## [What the exercise asks]
Copy the lines below word for word, from the line containing "target: white wall" through the line containing "99], [110, 91]]]", including both of those lines.

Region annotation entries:

◆ ◆ ◆ ◆

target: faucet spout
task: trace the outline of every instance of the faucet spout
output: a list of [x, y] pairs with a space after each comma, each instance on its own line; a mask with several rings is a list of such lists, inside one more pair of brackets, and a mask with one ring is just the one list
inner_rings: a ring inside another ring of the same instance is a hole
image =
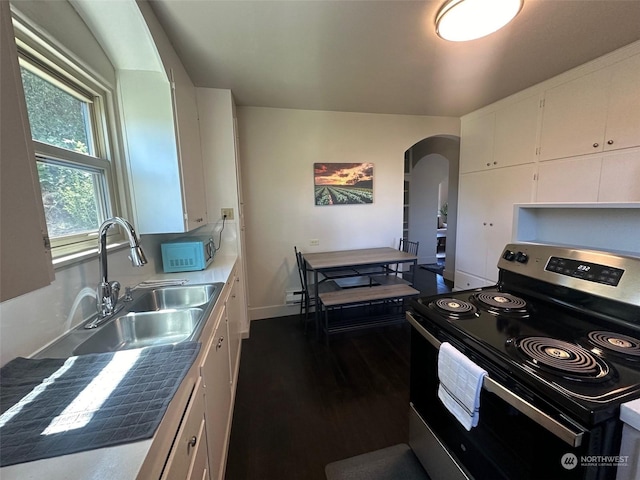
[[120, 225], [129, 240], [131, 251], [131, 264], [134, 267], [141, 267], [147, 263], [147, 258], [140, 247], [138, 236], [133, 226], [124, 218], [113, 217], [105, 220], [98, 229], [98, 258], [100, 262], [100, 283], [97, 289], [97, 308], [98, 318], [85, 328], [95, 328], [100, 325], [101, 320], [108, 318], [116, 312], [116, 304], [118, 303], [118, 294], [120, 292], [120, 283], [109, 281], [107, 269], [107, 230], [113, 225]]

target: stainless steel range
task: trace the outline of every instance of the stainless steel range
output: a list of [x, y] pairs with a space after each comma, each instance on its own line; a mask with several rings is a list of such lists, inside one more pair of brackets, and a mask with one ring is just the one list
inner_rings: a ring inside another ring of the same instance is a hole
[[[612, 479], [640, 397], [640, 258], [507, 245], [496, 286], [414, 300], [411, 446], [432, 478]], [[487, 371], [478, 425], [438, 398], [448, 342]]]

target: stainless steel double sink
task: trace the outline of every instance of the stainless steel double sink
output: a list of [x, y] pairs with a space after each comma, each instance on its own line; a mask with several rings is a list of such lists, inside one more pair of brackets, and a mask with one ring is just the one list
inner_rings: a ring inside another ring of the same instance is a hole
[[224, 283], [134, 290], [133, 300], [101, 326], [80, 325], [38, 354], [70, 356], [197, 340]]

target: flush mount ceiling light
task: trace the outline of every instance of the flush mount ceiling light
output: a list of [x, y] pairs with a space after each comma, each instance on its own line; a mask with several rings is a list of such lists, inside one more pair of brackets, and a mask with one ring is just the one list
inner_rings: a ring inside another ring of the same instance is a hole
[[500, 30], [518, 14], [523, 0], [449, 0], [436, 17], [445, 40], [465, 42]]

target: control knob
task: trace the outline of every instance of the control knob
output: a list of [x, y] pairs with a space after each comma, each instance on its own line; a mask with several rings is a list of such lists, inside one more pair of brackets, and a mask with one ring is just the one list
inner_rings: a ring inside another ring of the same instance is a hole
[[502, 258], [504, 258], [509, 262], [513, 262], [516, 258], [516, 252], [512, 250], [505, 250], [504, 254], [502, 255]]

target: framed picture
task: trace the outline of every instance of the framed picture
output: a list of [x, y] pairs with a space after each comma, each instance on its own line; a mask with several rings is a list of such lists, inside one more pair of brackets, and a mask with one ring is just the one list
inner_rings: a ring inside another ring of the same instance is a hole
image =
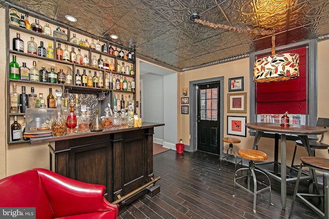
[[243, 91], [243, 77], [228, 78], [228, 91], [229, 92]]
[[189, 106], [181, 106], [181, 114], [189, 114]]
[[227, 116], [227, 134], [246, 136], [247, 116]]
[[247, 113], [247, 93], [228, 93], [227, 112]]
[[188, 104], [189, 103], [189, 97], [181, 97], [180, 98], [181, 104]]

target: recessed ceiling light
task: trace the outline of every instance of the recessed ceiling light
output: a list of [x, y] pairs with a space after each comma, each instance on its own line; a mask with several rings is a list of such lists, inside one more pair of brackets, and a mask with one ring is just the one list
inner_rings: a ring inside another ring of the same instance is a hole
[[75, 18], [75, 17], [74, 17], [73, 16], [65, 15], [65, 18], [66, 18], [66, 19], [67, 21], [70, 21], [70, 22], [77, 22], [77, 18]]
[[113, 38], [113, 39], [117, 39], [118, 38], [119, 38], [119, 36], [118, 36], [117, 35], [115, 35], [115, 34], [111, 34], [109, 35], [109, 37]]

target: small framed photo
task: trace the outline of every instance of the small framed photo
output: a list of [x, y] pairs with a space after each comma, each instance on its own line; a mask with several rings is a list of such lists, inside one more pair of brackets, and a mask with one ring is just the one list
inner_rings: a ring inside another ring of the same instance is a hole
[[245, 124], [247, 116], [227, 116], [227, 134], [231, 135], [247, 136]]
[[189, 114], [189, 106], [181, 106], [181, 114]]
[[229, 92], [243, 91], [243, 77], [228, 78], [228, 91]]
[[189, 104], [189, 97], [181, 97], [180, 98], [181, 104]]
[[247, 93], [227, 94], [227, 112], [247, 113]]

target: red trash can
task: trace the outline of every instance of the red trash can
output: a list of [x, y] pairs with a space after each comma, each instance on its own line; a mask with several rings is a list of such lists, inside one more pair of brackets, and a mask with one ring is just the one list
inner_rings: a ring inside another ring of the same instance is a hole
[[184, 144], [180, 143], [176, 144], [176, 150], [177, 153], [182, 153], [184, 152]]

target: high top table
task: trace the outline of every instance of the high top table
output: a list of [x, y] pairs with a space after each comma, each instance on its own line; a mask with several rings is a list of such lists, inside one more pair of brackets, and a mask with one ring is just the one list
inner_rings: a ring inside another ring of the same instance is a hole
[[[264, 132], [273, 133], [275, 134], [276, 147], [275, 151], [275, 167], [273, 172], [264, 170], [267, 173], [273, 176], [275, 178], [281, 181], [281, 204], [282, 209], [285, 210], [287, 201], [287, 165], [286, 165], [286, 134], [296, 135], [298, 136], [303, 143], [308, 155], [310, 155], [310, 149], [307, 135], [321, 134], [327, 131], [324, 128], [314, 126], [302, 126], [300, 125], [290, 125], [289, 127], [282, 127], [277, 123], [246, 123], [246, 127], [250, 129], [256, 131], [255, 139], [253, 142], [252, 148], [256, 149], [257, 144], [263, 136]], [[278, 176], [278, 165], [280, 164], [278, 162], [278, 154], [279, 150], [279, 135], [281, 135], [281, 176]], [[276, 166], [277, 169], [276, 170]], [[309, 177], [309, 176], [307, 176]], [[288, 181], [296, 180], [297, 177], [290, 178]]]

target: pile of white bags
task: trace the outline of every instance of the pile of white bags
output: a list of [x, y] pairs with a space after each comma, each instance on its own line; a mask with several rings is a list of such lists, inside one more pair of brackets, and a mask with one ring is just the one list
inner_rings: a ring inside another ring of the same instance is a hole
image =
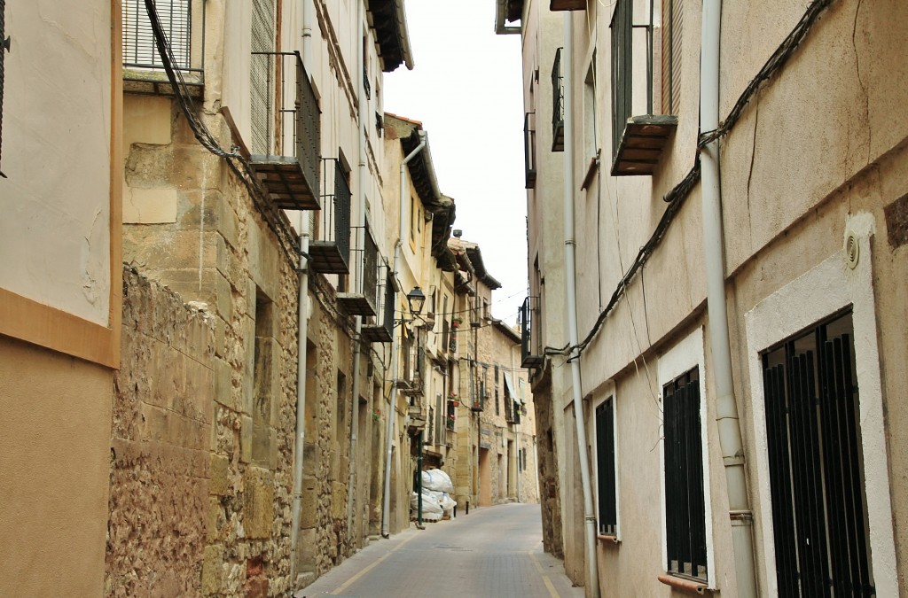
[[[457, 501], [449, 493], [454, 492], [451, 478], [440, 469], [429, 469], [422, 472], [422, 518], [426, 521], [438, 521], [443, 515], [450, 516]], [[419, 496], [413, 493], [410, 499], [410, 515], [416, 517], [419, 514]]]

◆ ◆ ◆ ◆

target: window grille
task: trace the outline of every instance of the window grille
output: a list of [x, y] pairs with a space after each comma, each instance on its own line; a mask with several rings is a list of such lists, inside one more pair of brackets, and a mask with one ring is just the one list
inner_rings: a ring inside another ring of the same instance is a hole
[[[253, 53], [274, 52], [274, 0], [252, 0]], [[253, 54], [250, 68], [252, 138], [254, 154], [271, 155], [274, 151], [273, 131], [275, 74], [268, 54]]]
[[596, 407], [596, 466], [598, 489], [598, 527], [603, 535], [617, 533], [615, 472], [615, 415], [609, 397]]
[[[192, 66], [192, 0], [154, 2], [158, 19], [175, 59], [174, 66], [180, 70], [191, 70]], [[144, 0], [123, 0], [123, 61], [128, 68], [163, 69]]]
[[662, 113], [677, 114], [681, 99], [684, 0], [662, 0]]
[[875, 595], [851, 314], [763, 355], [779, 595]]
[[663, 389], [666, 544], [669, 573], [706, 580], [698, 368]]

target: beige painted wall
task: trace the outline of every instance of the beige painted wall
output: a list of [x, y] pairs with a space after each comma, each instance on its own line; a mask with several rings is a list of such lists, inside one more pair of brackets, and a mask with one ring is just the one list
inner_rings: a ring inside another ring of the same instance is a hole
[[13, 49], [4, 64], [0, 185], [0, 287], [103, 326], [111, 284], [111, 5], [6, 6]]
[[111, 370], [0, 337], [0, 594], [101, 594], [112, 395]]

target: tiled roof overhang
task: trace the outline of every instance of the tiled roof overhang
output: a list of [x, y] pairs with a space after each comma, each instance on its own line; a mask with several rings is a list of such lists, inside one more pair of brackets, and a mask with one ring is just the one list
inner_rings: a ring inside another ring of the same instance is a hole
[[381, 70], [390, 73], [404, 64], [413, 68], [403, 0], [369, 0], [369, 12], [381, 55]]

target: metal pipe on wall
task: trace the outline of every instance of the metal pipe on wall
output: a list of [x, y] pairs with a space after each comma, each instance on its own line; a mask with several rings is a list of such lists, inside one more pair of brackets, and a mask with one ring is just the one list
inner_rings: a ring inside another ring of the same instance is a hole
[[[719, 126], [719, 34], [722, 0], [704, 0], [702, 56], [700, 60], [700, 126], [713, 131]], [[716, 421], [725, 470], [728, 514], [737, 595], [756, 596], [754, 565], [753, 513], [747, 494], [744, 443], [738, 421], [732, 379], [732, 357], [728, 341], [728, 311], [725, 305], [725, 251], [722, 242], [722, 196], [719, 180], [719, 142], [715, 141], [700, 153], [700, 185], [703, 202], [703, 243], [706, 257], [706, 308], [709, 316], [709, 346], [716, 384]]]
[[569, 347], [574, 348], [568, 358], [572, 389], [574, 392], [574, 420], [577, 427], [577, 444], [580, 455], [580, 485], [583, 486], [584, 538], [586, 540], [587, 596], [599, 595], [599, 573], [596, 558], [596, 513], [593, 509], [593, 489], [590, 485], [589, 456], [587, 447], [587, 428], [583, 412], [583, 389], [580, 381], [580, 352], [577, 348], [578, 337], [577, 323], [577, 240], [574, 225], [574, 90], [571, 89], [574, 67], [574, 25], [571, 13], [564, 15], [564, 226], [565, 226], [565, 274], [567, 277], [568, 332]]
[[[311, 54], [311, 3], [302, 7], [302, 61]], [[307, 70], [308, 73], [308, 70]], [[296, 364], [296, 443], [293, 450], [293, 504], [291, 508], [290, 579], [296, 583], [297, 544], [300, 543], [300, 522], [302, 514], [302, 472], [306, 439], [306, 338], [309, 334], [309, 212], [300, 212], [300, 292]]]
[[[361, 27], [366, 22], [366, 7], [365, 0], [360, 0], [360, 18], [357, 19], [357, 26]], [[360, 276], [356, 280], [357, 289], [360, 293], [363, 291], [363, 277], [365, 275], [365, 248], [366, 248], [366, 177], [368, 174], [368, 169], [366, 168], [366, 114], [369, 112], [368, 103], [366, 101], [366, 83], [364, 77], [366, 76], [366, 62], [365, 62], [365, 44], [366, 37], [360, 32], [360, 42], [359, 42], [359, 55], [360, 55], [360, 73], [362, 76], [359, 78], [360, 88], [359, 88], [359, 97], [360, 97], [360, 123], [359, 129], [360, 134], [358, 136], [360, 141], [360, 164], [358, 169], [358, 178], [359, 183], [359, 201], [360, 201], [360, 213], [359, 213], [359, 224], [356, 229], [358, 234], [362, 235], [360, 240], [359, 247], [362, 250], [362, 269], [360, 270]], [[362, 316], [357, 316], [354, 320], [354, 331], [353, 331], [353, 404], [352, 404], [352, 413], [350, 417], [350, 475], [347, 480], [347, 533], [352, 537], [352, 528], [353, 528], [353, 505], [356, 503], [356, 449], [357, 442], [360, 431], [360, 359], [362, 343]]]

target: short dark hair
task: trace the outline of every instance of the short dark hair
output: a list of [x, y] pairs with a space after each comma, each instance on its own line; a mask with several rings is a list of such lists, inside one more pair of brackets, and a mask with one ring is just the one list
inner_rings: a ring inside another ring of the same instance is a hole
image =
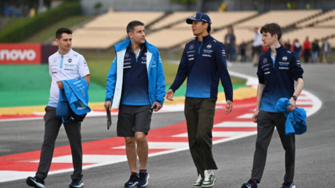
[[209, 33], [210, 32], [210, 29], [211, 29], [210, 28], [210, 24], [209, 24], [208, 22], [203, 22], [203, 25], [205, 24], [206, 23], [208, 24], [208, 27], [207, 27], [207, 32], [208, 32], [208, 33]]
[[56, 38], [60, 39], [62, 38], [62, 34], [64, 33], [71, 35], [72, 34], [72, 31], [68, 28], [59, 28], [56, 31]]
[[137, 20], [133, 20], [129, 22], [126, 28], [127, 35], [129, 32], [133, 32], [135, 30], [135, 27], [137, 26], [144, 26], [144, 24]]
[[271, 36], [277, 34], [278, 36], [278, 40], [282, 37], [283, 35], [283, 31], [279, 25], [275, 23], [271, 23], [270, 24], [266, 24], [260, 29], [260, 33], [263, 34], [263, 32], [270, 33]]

◆ ◆ ◆ ◆

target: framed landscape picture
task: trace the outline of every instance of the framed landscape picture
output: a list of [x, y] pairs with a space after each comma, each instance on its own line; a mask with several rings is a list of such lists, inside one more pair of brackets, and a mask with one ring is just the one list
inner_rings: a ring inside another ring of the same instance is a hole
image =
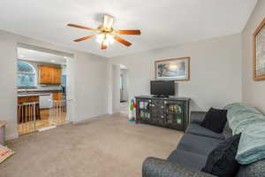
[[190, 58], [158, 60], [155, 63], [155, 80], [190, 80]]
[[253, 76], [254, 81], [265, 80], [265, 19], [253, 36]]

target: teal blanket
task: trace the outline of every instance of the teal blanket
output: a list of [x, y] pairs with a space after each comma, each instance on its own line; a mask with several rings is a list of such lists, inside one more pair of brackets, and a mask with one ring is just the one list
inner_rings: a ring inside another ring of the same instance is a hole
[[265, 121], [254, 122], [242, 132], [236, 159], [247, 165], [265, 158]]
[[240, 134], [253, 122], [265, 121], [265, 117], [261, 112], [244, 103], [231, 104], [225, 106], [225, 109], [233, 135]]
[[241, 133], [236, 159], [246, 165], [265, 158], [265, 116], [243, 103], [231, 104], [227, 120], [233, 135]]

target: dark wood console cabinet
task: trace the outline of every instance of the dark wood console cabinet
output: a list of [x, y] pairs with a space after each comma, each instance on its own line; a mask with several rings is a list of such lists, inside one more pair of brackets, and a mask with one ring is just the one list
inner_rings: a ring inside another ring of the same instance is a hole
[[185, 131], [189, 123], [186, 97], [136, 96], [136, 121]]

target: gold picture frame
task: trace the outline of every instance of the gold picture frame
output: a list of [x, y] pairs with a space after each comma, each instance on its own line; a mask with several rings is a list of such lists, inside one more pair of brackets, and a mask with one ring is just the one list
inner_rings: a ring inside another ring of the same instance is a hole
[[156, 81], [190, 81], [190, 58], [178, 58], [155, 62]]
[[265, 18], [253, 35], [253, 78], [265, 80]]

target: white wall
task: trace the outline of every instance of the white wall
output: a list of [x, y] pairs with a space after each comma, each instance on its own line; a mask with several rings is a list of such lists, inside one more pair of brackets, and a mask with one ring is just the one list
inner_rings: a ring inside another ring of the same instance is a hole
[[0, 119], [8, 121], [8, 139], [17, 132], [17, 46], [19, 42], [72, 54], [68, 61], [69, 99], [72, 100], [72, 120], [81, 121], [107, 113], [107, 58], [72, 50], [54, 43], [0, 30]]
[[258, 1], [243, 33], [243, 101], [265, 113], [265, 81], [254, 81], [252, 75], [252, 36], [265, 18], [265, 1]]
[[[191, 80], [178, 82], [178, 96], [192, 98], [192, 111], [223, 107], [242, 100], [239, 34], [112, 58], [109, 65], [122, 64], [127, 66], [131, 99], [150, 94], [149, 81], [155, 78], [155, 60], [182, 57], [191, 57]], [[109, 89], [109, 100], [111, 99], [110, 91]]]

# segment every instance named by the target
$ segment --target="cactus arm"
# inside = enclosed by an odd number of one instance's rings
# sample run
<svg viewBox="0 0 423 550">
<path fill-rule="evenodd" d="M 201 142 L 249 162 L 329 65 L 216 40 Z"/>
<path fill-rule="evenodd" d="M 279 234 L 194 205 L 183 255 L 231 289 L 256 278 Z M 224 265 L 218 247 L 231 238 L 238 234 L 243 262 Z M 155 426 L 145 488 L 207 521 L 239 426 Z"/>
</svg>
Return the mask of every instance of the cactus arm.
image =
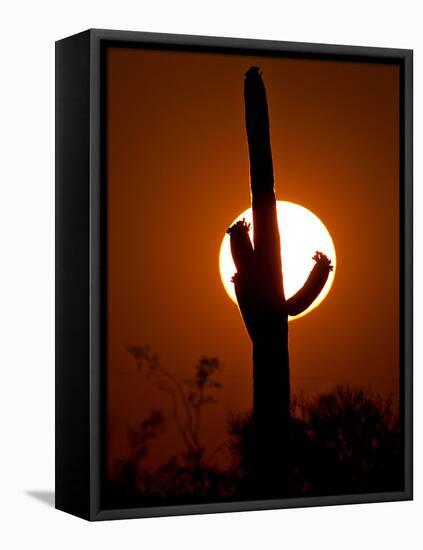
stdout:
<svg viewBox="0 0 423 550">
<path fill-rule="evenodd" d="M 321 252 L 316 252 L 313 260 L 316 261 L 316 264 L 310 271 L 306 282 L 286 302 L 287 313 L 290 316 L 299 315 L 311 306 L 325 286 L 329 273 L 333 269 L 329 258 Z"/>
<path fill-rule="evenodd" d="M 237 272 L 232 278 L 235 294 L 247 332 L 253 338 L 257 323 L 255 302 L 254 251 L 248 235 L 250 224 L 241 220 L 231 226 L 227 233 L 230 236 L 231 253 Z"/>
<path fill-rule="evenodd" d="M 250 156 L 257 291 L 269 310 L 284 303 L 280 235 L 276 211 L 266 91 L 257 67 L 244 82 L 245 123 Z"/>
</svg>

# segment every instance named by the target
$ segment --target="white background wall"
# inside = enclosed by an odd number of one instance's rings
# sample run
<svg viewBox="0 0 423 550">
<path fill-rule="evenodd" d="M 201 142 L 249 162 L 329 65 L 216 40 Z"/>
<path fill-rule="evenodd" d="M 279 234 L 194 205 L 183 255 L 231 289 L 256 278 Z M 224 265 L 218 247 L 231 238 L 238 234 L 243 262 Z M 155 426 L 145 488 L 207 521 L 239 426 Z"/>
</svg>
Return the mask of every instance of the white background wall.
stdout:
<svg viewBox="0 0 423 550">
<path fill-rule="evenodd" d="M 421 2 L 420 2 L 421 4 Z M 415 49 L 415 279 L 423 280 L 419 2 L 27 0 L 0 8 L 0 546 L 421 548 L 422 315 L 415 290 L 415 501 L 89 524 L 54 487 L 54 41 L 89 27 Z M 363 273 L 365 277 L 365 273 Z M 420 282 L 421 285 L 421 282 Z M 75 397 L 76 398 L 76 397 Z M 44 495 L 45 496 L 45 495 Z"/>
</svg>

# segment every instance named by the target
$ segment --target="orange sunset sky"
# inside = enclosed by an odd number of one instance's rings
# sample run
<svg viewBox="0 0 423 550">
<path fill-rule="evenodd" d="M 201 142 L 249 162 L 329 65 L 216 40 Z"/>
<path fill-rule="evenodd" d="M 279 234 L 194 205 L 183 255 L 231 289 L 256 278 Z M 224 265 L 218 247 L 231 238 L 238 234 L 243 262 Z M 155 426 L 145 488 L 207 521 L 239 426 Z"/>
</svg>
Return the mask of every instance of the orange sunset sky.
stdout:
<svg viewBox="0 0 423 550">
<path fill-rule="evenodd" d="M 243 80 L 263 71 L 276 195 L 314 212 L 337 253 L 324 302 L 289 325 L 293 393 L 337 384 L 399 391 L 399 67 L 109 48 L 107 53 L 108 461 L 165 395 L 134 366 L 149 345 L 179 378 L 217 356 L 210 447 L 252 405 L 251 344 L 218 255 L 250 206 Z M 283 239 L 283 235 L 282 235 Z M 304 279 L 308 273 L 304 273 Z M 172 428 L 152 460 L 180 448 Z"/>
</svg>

◆ ◆ ◆ ◆

## [Response to the exercise]
target: white wall
task: trace the outline of every instance of the white wall
output: a list of [x, y] pairs with a space after each comma, each instance on its own line; a mask with several rings is a list of such lists, inside one more pair of brackets, and a mask with one ring is just the one list
inner_rings: a ring inside another ring of the same instance is a hole
[[0, 119], [8, 121], [8, 139], [17, 132], [17, 46], [19, 42], [72, 54], [68, 61], [69, 99], [72, 100], [72, 120], [81, 121], [107, 113], [107, 58], [72, 50], [54, 43], [0, 30]]
[[258, 1], [243, 33], [243, 101], [265, 113], [265, 81], [254, 81], [252, 75], [252, 36], [265, 18], [265, 1]]
[[[191, 80], [178, 82], [178, 96], [192, 98], [192, 111], [223, 107], [242, 100], [239, 34], [112, 58], [109, 65], [122, 64], [127, 66], [131, 99], [150, 94], [149, 81], [155, 78], [155, 60], [182, 57], [191, 57]], [[109, 89], [109, 100], [111, 99], [110, 91]]]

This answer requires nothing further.